---------- Data under study
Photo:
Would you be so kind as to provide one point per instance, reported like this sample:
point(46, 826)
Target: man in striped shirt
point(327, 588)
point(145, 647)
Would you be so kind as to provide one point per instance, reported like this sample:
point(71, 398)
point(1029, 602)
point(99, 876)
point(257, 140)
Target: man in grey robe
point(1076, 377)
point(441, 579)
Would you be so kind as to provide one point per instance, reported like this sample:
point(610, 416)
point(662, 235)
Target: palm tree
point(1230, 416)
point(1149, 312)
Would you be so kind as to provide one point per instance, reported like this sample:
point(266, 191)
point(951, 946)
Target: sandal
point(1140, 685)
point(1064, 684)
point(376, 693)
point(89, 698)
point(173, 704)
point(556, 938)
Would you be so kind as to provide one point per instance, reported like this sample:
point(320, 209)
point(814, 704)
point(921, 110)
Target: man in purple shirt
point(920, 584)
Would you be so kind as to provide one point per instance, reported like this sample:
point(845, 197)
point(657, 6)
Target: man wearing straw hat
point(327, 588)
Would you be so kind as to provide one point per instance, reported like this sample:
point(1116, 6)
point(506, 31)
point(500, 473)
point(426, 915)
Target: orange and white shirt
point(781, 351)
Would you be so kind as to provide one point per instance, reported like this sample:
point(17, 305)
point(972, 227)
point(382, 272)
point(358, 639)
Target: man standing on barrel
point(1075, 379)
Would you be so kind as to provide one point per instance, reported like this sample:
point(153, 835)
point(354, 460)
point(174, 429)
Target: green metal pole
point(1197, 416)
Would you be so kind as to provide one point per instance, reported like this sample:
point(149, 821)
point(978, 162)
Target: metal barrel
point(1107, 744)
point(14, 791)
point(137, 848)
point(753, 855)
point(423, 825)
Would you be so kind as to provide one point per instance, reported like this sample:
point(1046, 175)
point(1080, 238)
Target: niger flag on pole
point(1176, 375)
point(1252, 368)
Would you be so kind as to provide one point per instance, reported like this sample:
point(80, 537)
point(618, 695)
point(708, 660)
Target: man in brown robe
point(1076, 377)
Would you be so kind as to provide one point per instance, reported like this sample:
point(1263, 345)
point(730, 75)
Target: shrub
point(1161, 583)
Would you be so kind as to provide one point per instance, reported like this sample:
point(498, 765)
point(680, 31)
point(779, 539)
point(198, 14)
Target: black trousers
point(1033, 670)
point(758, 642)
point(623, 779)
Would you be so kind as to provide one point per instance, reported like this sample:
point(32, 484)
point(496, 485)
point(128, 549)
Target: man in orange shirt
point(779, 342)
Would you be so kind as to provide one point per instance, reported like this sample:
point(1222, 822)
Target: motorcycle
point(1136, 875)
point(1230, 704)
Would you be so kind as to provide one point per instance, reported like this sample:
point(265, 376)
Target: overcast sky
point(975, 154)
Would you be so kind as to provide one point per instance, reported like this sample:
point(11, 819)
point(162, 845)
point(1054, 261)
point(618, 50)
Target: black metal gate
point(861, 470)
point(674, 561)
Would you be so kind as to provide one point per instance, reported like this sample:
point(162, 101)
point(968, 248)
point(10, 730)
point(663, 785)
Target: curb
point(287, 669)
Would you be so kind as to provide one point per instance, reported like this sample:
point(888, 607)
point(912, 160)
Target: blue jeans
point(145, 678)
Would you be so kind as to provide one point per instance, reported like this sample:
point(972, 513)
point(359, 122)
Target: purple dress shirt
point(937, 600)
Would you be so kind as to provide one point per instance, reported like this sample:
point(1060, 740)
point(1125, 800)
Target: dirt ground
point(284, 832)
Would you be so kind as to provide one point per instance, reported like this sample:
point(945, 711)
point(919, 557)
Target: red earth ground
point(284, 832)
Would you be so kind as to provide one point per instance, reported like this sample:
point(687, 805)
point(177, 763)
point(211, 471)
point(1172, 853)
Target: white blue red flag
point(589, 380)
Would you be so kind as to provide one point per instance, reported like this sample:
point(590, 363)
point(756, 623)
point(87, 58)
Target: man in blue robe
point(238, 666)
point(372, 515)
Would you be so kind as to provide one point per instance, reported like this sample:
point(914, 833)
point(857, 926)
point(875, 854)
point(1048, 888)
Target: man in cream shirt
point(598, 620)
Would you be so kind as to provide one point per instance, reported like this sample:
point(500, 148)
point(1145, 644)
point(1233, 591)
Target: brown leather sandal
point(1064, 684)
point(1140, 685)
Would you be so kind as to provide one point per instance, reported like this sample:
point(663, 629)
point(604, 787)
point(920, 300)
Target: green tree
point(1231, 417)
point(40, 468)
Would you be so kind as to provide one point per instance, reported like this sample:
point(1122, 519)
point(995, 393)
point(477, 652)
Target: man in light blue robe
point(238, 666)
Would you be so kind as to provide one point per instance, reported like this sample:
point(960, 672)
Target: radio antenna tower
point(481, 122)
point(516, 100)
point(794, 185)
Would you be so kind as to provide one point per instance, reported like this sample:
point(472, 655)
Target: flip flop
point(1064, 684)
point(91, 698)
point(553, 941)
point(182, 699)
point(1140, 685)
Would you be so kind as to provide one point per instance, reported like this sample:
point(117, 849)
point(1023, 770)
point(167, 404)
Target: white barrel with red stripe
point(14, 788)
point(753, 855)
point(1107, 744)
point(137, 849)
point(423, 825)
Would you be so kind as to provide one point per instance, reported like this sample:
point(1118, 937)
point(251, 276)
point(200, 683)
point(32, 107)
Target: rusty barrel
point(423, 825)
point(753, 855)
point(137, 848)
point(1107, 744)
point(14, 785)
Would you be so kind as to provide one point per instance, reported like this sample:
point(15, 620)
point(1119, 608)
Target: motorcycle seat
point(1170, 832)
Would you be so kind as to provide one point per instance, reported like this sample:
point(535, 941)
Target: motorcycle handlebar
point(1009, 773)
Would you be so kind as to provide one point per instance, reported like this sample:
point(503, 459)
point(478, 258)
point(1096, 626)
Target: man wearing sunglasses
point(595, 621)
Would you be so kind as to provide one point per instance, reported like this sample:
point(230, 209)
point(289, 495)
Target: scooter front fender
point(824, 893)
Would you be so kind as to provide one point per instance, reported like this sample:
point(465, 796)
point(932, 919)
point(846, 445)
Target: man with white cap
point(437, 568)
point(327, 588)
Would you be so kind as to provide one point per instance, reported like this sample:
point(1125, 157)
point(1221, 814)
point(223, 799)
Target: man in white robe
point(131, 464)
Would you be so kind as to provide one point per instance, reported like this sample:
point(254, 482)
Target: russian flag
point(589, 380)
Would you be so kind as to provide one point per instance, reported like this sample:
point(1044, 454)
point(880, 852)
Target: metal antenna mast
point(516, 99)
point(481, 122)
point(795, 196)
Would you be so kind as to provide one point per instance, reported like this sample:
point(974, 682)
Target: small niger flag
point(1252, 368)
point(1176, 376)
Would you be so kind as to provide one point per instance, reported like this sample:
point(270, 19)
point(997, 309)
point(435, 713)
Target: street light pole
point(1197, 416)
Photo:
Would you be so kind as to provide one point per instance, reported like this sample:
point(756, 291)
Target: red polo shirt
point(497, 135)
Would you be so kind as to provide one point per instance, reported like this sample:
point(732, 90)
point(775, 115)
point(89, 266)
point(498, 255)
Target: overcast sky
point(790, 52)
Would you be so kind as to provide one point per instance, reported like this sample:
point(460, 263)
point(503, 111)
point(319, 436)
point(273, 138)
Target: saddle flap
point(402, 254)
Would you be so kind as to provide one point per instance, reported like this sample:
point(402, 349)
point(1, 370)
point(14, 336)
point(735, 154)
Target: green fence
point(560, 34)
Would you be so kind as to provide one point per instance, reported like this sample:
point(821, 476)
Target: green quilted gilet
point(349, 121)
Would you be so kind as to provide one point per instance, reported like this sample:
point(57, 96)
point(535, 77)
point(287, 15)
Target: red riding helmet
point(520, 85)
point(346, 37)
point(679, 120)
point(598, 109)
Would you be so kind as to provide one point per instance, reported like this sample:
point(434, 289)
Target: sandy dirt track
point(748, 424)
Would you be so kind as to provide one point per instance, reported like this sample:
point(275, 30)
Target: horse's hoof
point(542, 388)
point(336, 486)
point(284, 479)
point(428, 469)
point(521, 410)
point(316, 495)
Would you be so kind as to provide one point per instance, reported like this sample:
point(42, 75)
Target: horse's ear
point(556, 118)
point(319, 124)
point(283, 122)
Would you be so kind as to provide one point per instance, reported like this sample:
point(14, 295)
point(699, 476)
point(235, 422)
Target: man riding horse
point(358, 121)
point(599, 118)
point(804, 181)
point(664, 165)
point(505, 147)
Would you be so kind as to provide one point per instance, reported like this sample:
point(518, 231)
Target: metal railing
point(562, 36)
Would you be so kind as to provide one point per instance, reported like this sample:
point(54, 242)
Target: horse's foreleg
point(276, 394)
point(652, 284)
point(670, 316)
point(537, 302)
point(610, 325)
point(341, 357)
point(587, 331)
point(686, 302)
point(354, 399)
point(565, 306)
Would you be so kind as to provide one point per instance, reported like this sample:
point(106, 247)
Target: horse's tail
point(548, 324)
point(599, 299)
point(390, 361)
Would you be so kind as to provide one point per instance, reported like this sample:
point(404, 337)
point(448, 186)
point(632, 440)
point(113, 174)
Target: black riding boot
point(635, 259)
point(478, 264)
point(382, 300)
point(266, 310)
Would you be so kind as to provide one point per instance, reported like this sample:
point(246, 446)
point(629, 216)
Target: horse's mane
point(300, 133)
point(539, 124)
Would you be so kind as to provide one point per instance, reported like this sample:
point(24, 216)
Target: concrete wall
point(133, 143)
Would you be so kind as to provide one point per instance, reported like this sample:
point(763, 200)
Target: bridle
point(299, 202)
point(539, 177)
--------------------
• **Work item**
Please retype the listing word for word, from its first line through the line containing "point(1116, 6)", and add nothing else.

• **Written reply**
Photo:
Would you be so kind as to provide one point per instance, reported like this sample:
point(46, 826)
Target: man in striped shirt
point(327, 588)
point(145, 647)
Would you be so kind as to provide one point per instance, reported like this sample:
point(71, 398)
point(1029, 602)
point(99, 876)
point(257, 140)
Target: man in grey robe
point(1076, 377)
point(441, 579)
Would you be so kind as to provide one point per instance, reported like this sample:
point(610, 416)
point(662, 235)
Target: palm tree
point(1230, 416)
point(1149, 312)
Would you be so kind as to provide one point per instance, reported like this sample:
point(266, 191)
point(951, 946)
Target: sandal
point(1140, 685)
point(1064, 684)
point(376, 693)
point(89, 698)
point(173, 704)
point(556, 938)
Would you be so kind as to provide one point per instance, reported like this sample:
point(320, 209)
point(814, 704)
point(921, 110)
Target: man in purple shirt
point(920, 584)
Would you be so kind as to provide one point per instance, reported like this sample:
point(845, 197)
point(657, 6)
Target: man wearing straw hat
point(327, 588)
Would you be so kind as to provide one point per instance, reported like this sample:
point(1116, 6)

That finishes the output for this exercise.